# start of ENTRIES SUPPLIED
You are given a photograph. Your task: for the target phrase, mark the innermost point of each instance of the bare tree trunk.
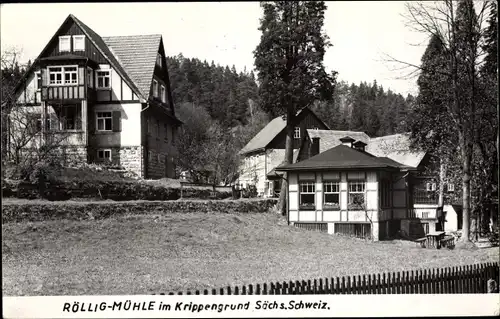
(290, 124)
(466, 149)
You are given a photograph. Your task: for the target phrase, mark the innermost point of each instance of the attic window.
(158, 59)
(296, 133)
(78, 43)
(65, 43)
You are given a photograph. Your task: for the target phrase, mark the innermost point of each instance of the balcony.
(63, 93)
(424, 197)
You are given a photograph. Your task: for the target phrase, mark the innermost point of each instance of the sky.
(363, 33)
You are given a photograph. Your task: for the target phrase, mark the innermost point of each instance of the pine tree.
(289, 60)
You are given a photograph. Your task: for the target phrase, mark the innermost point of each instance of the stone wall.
(130, 158)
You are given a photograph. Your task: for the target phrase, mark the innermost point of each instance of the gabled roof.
(132, 57)
(397, 148)
(331, 138)
(340, 157)
(269, 132)
(137, 54)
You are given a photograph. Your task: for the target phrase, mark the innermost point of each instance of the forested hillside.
(231, 98)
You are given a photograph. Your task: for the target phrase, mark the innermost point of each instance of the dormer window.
(78, 43)
(155, 88)
(158, 59)
(103, 80)
(163, 94)
(65, 43)
(296, 133)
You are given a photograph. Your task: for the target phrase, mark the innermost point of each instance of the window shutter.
(117, 121)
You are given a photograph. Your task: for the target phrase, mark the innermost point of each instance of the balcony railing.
(425, 197)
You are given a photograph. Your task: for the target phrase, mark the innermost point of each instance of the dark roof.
(108, 54)
(268, 133)
(346, 139)
(137, 54)
(120, 53)
(341, 157)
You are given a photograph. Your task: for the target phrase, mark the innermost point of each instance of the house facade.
(101, 99)
(266, 151)
(366, 188)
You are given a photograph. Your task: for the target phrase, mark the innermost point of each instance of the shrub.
(41, 211)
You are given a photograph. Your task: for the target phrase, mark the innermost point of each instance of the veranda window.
(104, 121)
(331, 192)
(307, 195)
(356, 195)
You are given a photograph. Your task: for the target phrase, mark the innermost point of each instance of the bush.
(41, 211)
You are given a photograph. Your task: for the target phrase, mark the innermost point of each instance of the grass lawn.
(143, 254)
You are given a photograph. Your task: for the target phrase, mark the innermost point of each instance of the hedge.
(42, 210)
(114, 190)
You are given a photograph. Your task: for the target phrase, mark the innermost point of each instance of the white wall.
(130, 134)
# end of ENTRIES SUPPLIED
#### DIRECTION
Your task is to set down the records shown above exactly, minus any pictures.

#### FULL RESPONSE
You are given a photograph. Your task: for the target phrase, mark the innermost point of each instance of the bare tree trunk.
(290, 124)
(466, 149)
You are given a photograph. Your task: for the target phrase, mark the innermost point of each instance of the attic window.
(158, 59)
(296, 133)
(78, 43)
(65, 43)
You are given a photograph. Your task: for the target phrase, mark the innermost point of each instance of the balcony.
(63, 93)
(424, 197)
You are given a photograph. Your task: for the target phrase, mark the innermost point of each instance of the sky.
(363, 33)
You are given a photograph. Your task: for the target phrase, mark the innermost point of each instance of the pine tree.
(289, 60)
You are given a photograph. Your task: for the target phrase, mark the innermost point of each instance of the stone wall.
(130, 158)
You are given a photograph. Your task: for the target phrase, mark the innermost point of each instance of the gabled roof.
(132, 57)
(397, 148)
(331, 138)
(340, 157)
(269, 132)
(137, 54)
You are given a photograph. Your task: for the target phrase, mark the innermost point of each instance of the forested hillside.
(231, 98)
You are given a photograph. Your task: for the target phrase, mark the innermost point of each instance of the dormer window.
(78, 43)
(155, 88)
(158, 59)
(103, 80)
(163, 94)
(65, 43)
(296, 133)
You are given a photograph. Your task: for the target phrase, mark the innermost point of each instance of the window shutter.
(117, 121)
You are given a photograph. Your task: for the target phrase, mark the innermost point of each instance of the balcony railing.
(425, 197)
You are given a photograph. Your task: for the target phrase, mark the innermost point of each instance of the dark roof.
(108, 54)
(268, 133)
(346, 139)
(137, 54)
(120, 53)
(341, 157)
You are given a photograph. Your task: for the target phrase, mark the innermost point of each instance of the house facade.
(101, 99)
(266, 151)
(366, 188)
You are given a photograph. Your task: for the target phrase, mark the innermost point of each instance of the shrub.
(41, 211)
You are given a photograph. Your task: for the target phrase, mark the innermost point of each instance of the veranda window.
(104, 121)
(331, 192)
(307, 195)
(356, 195)
You are given a photograph. Your task: for the target phrase, mark the innermost point of each instance of the bush.
(41, 211)
You are given a photograph. Your task: for the target phrase, mark the innermost point of each instance of the grass lawn.
(143, 254)
You are given a photograph. Your task: for the target phrase, mark the innermost point of each instance of the hedge.
(42, 210)
(114, 190)
You are given a photograph. Your task: for the target phrase, mark the innermost point of each instance of the white wall.
(130, 134)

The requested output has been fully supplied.